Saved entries
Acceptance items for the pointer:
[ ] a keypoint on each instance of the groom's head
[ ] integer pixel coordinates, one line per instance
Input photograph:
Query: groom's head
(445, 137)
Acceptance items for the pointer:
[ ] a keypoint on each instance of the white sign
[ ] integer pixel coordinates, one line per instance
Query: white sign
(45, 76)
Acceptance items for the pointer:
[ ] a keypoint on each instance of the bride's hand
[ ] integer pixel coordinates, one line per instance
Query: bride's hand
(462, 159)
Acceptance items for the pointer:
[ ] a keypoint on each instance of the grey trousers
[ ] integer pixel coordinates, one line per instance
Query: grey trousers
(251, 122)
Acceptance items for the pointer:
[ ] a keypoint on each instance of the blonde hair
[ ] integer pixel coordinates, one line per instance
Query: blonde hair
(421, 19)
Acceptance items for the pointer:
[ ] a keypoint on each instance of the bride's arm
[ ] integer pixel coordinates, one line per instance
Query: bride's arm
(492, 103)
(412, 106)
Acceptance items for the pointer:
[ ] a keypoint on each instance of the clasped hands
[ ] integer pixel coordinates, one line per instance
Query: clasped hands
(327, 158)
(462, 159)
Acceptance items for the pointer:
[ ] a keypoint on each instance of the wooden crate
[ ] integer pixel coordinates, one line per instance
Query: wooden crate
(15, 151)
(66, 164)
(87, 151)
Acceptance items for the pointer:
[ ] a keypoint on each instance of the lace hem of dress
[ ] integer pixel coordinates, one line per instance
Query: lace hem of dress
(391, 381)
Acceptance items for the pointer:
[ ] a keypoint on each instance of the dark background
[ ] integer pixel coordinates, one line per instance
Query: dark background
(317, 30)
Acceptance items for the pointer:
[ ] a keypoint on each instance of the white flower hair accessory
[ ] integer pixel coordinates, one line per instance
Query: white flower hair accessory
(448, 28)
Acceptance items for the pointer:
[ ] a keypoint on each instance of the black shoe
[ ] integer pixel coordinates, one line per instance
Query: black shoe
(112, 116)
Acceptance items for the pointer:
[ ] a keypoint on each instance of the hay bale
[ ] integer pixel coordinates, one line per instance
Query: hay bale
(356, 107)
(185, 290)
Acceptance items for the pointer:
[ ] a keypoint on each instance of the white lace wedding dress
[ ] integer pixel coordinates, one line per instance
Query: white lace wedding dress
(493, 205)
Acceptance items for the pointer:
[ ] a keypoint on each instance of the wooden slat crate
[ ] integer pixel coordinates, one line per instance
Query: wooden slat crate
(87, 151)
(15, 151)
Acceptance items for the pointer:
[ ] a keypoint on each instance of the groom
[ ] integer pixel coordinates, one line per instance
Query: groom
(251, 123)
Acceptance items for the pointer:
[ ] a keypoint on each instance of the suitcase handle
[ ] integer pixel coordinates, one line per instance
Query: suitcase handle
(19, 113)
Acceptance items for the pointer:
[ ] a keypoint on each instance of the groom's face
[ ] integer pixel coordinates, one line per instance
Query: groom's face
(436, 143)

# Task description:
Every record must be given again exactly as it was written.

# Output for this task:
Acceptance items for the pointer:
[ ] a keypoint on each instance of the groom's head
[ ] integer pixel coordinates, one line per instance
Input photograph:
Query: groom's head
(445, 137)
Acceptance items for the pointer:
[ ] a keypoint on each instance of the white sign
[ ] integer pixel coordinates, one line per instance
Query: white sign
(45, 76)
Acceptance items for the pointer:
[ ] a keypoint on each instance of the bride's hand
[ ] integer pixel coordinates, one line per instance
Query: bride's hand
(462, 159)
Acceptance items for the pointer:
[ ] a keypoint on each instance of the grey trousers
[ ] integer pixel coordinates, one line per instance
Query: grey trousers
(251, 122)
Acceptance items for the pointer:
[ ] a keypoint on each instance of the blonde hair
[ ] integer pixel coordinates, one line per instance
Query: blonde hair
(421, 19)
Acceptance items for the pointer:
[ ] a keypoint on each instance of the bride's arm
[ ] integer pixel coordinates, one line per instance
Query: bride's arm
(492, 103)
(412, 106)
Acceptance items for the pointer:
[ ] a keypoint on each instance of the clasped hands
[ ] integer pixel coordinates, one line per instance
Query: clasped hands
(327, 158)
(462, 159)
Acceptance items for the pointer:
[ ] a keypoint on each instance of the wooden crate
[ ] integer pixel coordinates, one line per instance
Query: wooden crate
(15, 151)
(66, 164)
(87, 151)
Acceptance items for the pointer:
[ ] a keypoint on each instance of the lace hem of dress
[ ] integer pixel coordinates, one line per instance
Query: lace hem of dress
(391, 381)
Acceptance items for the pointer:
[ ] a keypoint on each instance of the dark background
[ ] integer pixel coordinates, one line per instance
Query: dark background
(317, 30)
Acceptance items for the pointer:
[ ] a keypoint on each instance of the white flower hair accessory
[ ] integer pixel coordinates, one line per instance
Query: white flower hair accessory
(448, 28)
Acceptance items for the pointer:
[ ] a keypoint on each instance of the black shoe
[ ] integer pixel coordinates, one line per instance
Query: black shoe
(112, 116)
Acceptance items for the pointer:
[ ] a keypoint on each instance of the hay bale
[ ] integer pixel coordinates, one line per instance
Query: hay bale
(356, 107)
(185, 290)
Acceptance items for the pointer:
[ ] a keypoint on each instance of the white lace wedding dress
[ ] integer pixel coordinates, one line per instance
Query: white lace wedding dress
(493, 205)
Acceptance items for the pointer:
[ ] a keypoint on each instance of the wooden slat crate
[ ] integer pixel coordinates, one line per instance
Query: wooden slat crate
(87, 151)
(15, 151)
Acceptance items for the pointer:
[ ] a keypoint on each instance of the groom
[ ] integer pixel coordinates, one line per instance
Query: groom
(251, 123)
Acceptance items for the pointer:
[ ] a keypoint on each instance of the suitcase handle
[ ] integer pixel coordinates, one line per instance
Query: suitcase handle
(19, 113)
Acceptance items for the pointer:
[ ] a keypoint on each instance of the groom's face
[ ] integer pixel coordinates, one line per instance
Query: groom's face
(436, 143)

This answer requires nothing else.